◆ ФРАГМЕНТ ТЕКСТА:
§ §
В специальном эпизоде подкаста Steppenkinder, выпущенном совместно с dekoder, его ведущие обсуждают исторические факты и научные работы о депортации российских немцев с исследователем Хансом-Кристианом Петерсеном, а писательница и блогер Мелитта Л. Рот рассказывает, какие события определили судьбу ее семьи во время войны и как они продолжают влиять на людей сегодня.

Гости также говорят о месте истории российских немцев в общенемецкой мемориальной культуре, а также о том, насколько сбалансирован образ российского немца как жертвы или преступника в историографической традиции.


Отрывки из этого разговора мы перевели на русский.

Dieses Bild hat ein leeres Alt-Attribut. Der Dateiname ist Steppenkinder_podcast.jpg
Мелитта Л. Рот / © Танкред Табберт; Ханс-Кристиан Петерсен / © личный архив

Эдвин: Сегодня мы хотели снова обратиться к исторической теме, и для этого есть особый повод: 28 августа 2021 года исполняется 80 лет со дня начала депортации российских немцев. Об этом мы поговорим с писательницей и блогером Мелиттой Л. Рот и историком Хансом-Кристианом Петерсеном.

Ира: Что мы понимаем под депортацией, и в первую очередь под депортацией российских немцев? Мы проанализируем факты и поговорим о своих личных воспоминаниях.

Мы приветствуем Ханса-Кристиана Петерсена. Он историк, специализируется на истории Восточной Европы, работает в Федеральном институте культуры и истории немцев в Восточной Европе в Ольденбурге. В Институте изучения миграции и межкультурных исследований Университета Оснабрюка он профессор, специализирующися по вопросам миграции и интеграции российских немцев. Ханс-Кристиан входит в научно-исследовательское объединение сети «Амбивалентность советского».
§ §
◆ ЗАПИСИ С ДАННЫМИ:

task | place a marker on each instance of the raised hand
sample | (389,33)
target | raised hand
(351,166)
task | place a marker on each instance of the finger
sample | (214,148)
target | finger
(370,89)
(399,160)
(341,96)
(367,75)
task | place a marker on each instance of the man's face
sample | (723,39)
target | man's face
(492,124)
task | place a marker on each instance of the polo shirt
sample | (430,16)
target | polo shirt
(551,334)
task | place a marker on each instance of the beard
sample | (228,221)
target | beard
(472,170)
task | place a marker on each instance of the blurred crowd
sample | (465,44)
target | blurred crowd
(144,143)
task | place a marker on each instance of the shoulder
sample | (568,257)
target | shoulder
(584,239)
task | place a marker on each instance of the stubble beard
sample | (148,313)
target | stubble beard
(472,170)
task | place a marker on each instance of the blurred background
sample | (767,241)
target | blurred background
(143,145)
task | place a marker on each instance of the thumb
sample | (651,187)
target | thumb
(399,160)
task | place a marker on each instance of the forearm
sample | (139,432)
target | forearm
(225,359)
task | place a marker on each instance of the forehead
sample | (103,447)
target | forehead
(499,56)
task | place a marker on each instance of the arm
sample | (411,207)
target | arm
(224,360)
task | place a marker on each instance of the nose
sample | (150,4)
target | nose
§ §
◆ ЧТО НУЖНО СДЕЛАТЬ:
1) Определите, соответствуют ли тексту о подкасте Steppenkinder утверждения (а), (б) и (в), и для каждого ответьте «да» или «нет», дословно приведя решающие слова текста: (а) специальный эпизод подкаста выпущен совместно с dekoder; (б) 28 августа 2021 года исполняется 100 лет со дня начала депортации российских немцев; (в) Ханс-Кристиан Петерсен работает в институте в Ольденбурге.
2) Воспроизведите без изменений фрагмент текста о подкасте Steppenkinder, который начинается со слов "Ира: Что мы" и заканчивается словами "своих личных воспоминаниях.".
3) Продолжите текст о подкасте Steppenkinder, начав сразу после его последнего предложения.
Записи представляют собой отдельный материал.

◆ ОТВЕТЫ НА ЗАДАНИЯ:
1)
(а) Да: «выпущенном совместно с dekoder».
(б) Нет: «28 августа 2021 года исполняется 80 лет со дня начала депортации российских немцев».
(в) Да: «работает в Федеральном институте культуры и истории немцев в Восточной Европе в Ольденбурге».

2)
Ира: Что мы понимаем под депортацией, и в первую очередь под депортацией российских немцев? Мы проанализируем факты и поговорим о своих личных воспоминаниях.

3)
Эдвин: Мы также приветствуем писательницу и журналистку Мелитту Л. Рот. Она родилась в Омске и переехала в ФРГ в 1980 году. Ее прозаические произведения, публиковавшиеся в различных журналах и антологиях, посвящены теме идентичности, аспектам транскультурности и наследию психологических травм. Мелитта также ведет блог, где рассказывает о «параллельном мире переселенцев». В 2020 году в издательстве Ostbook вышел сборник ее рассказов «Собранные осколки».

Ира: Ханс, почему 28 августа — важный день для российских немцев? Что произошло в этот день 80 лет назад?

Ханс-Кристиан Петерсен: 28 августа 1941 года вышел указ Верховного Совета СССР, в котором все немцы, проживавшие в Поволжье (где на тот момент еще существовала Автономная Советская Социалистическая Республика немцев Поволжья), были огульно обвинены в сотрудничестве с нацистской Германией, несколькими неделями ранее напавшей на Советский Союз. Этот указ стал основанием для насильственного переселения практически всех поволжских немцев в Сибирь и Казахстан. Имущество переселенцев при этом конфисковывалось, людям разрешали взять лишь немного продуктов, личных вещей и одежды.

Эта операция подготовила почву для депортации немецкоязычного населения из других регионов Украины и Закавказья, а также из крупных городов, всего около 900 тысяч человек. Почти 350 тысяч из них после депортации попали в трудармию и были привлечены к принудительному труду. По имеющимся данным, почти 150 тысячам людей это стоило жизни.

Эдвин: Что вообще такое депортация? Чем она отличается от переселения или эвакуации?

Ханс-Кристиан Петерсен: Насильственное переселение было одним из главных инструментов политики Сталина. Латинское слово deportare значит «уносить» или «убирать». Под депортацией подразумевается принудительное массовое переселение больших групп населения, которое обычно инициируется государством.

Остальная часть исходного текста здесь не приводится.